Excerpt >>
-*-

2. The light sensor according to claim 1 , wherein the plurality of delay times are sequentially decreased or increased at an equal time interval.
3. The light sensor according to claim 1 , wherein there is a delay time with a longest time length among the plurality of delay times, and a time length of the delay time with the longest time length is equal to a time length of one count bit of the time-to-digital converter.
4. The light sensor according to claim 1 , wherein a time length difference between any two adjacent delay times among the plurality of delay times is less than a time length of one count bit of the time-to-digital converter.
5. The light sensor according to claim 1 , further comprising at least another sensing sub-pixel, wherein the at least another sensing sub-pixel and the sensing sub-pixel belong to a same pixel, and the sensing sub-pixel and the at least another sensing sub-pixel are sequentially exposed in each of the plurality of sensing periods.
6. The light sensor according to claim 5 , wherein a plurality of exposure periods of the sensing sub-pixel and the at least another sensing sub-pixel in the each of the plurality of sensing periods are partially overlapped.

-*-

Excerpted data >>

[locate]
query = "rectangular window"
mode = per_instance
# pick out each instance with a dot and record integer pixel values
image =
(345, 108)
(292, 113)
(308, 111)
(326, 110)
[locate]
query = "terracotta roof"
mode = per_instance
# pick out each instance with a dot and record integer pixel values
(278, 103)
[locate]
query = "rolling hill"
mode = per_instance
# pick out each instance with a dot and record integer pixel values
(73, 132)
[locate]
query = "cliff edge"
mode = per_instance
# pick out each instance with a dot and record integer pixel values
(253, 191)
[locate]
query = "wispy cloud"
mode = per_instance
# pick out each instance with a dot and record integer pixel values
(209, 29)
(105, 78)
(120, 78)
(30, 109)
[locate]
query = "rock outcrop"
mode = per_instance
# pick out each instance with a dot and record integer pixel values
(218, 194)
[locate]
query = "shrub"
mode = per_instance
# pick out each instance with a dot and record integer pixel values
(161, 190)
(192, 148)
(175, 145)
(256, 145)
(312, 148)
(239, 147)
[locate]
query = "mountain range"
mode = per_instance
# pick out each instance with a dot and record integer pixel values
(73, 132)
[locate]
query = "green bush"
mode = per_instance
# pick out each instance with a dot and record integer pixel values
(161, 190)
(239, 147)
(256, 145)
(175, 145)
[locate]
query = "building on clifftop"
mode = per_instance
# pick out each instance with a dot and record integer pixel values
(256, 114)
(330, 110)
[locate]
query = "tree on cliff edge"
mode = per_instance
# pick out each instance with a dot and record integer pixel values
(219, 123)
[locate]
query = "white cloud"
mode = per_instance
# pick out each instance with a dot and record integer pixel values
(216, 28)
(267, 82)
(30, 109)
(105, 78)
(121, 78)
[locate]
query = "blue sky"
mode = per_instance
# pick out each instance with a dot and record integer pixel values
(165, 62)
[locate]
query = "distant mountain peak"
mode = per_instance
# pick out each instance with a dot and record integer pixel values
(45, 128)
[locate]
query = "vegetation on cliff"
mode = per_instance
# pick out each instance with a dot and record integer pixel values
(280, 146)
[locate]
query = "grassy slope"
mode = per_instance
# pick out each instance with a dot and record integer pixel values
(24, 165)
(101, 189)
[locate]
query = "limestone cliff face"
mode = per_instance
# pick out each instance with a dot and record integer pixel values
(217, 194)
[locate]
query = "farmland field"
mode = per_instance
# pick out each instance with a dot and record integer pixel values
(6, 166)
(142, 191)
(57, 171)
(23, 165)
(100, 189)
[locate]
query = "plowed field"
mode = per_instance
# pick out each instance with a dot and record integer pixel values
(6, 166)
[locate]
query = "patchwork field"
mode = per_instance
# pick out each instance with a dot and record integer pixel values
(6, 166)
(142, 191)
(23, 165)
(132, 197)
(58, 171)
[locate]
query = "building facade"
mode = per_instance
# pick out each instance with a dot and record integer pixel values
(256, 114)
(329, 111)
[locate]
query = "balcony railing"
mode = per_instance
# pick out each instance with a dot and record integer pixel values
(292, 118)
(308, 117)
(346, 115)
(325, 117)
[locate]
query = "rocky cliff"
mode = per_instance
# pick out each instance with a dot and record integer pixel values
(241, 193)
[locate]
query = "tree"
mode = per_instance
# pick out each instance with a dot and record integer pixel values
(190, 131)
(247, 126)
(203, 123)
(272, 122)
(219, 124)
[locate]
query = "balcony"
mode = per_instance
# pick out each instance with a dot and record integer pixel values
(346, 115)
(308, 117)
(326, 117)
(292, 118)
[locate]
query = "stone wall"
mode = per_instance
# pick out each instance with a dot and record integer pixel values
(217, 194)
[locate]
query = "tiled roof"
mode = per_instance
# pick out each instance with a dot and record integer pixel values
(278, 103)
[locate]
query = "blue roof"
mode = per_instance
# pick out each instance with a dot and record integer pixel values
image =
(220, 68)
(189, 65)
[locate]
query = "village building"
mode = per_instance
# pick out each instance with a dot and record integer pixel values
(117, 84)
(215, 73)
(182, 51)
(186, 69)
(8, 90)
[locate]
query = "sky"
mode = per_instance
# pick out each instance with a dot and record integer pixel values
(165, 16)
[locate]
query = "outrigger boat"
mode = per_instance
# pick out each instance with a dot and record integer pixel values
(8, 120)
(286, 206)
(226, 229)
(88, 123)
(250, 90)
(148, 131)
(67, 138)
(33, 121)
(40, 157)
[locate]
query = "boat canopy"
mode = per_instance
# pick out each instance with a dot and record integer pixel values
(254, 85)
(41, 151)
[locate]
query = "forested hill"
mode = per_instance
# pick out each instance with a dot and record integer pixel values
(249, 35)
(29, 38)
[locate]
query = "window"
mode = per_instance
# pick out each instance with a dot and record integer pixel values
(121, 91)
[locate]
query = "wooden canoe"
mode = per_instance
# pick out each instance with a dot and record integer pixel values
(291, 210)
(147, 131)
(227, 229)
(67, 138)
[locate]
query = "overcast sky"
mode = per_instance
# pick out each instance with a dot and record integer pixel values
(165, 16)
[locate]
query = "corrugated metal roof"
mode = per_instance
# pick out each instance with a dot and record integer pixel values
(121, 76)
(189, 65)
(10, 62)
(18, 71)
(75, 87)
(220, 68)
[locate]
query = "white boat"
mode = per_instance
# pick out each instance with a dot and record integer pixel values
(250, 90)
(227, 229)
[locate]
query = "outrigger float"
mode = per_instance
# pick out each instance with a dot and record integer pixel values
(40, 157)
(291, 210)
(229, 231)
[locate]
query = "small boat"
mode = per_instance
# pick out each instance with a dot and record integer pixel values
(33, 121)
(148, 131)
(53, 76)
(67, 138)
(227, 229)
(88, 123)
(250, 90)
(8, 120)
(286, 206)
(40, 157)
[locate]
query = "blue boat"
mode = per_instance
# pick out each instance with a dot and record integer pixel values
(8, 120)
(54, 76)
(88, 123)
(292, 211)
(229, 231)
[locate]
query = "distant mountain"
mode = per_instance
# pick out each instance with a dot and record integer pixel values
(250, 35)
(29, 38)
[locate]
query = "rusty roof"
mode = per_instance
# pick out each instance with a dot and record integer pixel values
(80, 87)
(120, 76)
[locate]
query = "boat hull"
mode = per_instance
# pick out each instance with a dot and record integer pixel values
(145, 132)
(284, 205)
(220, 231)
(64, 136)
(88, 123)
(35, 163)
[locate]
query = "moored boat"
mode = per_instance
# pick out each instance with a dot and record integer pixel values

-*-

Objectives >>
**a.** Output the passage of the light sensor claims starting at "5. The light" and ending at "are partially overlapped.".
**b.** List the numbers of all claims in the light sensor claims that are stated to be according to claim 1.
The listing has no connection to the light sensor claims.

Solutions to each task >>
**a.**
5. The light sensor according to claim 1 , further comprising at least another sensing sub-pixel, wherein the at least another sensing sub-pixel and the sensing sub-pixel belong to a same pixel, and the sensing sub-pixel and the at least another sensing sub-pixel are sequentially exposed in each of the plurality of sensing periods.
6. The light sensor according to claim 5 , wherein a plurality of exposure periods of the sensing sub-pixel and the at least another sensing sub-pixel in the each of the plurality of sensing periods are partially overlapped.

**b.** 2, 3, 4, 5